**Work to complete**
For the records below, tally every line that has the word "shoulder" and reply with the number alone.

(Point localization data)

----------------

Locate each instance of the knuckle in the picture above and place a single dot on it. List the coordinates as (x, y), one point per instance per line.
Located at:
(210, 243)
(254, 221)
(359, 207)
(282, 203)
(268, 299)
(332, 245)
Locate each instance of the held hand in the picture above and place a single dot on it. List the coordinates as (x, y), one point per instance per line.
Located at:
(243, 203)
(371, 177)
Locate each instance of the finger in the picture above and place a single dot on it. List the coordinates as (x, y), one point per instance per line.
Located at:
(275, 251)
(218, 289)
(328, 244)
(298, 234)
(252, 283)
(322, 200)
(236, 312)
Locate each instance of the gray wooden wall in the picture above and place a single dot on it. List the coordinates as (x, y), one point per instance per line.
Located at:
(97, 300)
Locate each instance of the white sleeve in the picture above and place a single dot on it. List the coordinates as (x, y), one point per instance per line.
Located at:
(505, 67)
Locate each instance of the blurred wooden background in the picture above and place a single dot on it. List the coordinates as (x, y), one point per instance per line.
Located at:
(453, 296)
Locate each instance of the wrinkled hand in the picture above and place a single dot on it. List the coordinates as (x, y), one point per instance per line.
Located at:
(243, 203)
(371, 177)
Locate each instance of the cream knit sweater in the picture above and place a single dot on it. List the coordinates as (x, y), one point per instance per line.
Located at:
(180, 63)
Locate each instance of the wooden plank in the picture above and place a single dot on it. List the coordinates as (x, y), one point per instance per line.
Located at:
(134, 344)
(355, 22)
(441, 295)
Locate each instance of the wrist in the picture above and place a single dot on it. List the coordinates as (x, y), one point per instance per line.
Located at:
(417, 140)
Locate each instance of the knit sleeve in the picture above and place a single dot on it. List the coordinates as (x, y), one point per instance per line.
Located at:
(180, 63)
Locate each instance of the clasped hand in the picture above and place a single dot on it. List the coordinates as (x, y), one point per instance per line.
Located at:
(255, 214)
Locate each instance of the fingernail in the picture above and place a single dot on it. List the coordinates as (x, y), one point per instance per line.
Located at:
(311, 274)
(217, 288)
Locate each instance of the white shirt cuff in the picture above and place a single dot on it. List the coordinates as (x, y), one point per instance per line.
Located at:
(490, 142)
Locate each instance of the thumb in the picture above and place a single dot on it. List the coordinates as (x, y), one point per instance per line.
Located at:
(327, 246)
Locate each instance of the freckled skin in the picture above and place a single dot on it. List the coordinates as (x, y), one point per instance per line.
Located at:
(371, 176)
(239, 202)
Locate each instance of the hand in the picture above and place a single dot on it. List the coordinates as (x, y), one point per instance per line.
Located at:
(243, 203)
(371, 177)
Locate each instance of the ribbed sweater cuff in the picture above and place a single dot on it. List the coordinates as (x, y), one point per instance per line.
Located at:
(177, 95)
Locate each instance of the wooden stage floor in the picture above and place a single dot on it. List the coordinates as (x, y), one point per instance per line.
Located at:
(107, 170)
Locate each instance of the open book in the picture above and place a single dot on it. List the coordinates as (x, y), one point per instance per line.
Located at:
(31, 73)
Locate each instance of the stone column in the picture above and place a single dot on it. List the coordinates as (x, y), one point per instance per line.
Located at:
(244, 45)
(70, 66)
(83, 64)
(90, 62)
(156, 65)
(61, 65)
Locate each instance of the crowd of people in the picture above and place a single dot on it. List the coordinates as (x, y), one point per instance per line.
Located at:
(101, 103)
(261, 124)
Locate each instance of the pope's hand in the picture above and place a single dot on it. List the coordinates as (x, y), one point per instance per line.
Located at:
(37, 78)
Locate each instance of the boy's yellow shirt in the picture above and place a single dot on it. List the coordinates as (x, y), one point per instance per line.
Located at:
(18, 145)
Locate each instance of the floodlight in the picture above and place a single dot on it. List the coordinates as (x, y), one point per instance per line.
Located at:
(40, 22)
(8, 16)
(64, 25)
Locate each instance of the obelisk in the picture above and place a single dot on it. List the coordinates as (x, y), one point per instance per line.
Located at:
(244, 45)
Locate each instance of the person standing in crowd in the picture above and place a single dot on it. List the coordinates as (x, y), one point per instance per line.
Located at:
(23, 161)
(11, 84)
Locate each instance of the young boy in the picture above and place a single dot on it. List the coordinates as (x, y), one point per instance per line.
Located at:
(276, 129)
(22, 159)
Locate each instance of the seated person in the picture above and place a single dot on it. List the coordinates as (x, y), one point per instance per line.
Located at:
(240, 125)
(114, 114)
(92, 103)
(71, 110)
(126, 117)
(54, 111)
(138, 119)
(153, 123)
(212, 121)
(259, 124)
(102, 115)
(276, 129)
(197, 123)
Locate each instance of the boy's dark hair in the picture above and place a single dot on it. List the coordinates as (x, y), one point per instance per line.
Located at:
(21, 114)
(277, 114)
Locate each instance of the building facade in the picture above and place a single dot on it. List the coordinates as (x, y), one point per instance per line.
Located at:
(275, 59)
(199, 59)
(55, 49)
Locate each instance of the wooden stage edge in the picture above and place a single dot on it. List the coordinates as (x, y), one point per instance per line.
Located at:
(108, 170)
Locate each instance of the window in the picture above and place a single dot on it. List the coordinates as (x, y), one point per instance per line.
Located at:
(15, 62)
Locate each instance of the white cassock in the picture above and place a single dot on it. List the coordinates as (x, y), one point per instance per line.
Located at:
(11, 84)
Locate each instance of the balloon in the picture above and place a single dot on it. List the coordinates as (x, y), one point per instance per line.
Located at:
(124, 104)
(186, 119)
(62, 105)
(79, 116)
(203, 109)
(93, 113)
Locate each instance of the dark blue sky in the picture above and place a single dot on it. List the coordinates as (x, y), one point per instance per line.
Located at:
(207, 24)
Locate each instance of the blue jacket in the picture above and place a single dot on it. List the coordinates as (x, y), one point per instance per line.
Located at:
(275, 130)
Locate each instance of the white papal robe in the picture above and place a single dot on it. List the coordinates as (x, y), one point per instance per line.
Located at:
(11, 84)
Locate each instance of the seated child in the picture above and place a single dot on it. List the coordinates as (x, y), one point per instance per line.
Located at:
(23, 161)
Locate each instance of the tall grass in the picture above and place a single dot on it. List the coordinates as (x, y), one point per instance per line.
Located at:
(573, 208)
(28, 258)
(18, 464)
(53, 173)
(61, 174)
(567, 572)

----------------

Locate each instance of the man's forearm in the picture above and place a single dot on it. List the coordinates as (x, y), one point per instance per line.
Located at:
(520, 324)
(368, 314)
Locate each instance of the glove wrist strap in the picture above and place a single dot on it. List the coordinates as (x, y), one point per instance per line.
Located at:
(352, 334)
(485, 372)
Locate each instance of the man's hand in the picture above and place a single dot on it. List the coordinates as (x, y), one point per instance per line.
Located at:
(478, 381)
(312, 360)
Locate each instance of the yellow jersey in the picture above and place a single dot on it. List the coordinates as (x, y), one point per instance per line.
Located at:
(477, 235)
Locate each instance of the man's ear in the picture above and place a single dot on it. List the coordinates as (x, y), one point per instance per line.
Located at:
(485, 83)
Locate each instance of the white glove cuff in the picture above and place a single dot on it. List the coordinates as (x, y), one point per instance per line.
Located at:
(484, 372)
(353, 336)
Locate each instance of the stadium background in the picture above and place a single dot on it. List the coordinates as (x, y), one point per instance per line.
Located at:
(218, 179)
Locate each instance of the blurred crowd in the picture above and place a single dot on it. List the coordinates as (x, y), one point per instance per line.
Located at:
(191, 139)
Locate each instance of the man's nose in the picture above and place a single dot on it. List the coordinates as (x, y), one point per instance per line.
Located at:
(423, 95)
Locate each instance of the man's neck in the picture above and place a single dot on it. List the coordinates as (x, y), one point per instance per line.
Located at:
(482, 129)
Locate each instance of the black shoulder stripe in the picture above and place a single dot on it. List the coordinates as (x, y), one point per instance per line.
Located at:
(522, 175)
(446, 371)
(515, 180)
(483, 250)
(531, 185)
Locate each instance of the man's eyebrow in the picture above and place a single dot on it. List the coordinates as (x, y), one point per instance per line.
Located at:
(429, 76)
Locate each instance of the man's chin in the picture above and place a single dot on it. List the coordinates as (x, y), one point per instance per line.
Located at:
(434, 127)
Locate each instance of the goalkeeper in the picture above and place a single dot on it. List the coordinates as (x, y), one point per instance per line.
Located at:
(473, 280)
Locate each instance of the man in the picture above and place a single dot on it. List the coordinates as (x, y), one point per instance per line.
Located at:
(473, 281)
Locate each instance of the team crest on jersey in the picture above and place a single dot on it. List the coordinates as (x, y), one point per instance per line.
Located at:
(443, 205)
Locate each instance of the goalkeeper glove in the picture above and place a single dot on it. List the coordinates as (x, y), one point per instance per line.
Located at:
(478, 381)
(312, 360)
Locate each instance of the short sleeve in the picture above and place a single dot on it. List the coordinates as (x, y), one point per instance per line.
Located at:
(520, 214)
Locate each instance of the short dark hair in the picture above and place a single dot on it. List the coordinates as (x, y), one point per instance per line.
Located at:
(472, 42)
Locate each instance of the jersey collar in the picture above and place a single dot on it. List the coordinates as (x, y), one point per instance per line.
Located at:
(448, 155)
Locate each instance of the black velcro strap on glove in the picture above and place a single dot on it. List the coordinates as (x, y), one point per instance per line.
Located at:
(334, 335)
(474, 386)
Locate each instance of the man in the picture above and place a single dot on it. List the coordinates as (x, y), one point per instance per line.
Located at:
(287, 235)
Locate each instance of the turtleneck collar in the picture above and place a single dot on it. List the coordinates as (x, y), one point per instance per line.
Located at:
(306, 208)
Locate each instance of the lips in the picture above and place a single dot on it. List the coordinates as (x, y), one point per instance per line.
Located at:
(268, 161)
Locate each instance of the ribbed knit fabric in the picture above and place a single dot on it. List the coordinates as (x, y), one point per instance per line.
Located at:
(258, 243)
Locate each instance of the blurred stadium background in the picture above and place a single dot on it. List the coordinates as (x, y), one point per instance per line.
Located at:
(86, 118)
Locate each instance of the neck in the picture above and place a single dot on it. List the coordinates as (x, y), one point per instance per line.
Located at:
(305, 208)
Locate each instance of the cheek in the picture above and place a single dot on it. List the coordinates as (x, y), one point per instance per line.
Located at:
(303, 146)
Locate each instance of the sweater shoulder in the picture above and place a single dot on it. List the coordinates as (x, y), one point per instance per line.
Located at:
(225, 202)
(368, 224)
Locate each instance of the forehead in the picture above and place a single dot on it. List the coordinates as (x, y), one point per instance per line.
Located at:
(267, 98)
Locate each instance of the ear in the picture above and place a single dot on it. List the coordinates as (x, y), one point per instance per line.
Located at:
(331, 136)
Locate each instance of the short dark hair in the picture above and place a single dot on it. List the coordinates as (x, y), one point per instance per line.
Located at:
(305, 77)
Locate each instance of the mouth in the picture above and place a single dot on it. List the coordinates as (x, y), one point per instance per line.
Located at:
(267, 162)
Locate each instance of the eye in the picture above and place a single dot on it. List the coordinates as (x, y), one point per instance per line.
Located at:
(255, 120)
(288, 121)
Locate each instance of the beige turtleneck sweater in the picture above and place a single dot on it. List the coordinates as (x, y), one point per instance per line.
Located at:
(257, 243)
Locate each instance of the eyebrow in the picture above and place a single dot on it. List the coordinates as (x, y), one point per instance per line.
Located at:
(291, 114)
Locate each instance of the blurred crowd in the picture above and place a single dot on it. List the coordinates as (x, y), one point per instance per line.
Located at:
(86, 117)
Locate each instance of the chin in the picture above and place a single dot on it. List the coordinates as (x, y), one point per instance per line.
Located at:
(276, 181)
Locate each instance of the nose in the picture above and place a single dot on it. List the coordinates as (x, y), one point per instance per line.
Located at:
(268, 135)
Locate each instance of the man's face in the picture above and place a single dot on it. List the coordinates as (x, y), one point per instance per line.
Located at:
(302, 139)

----------------

**Solved exercise**
2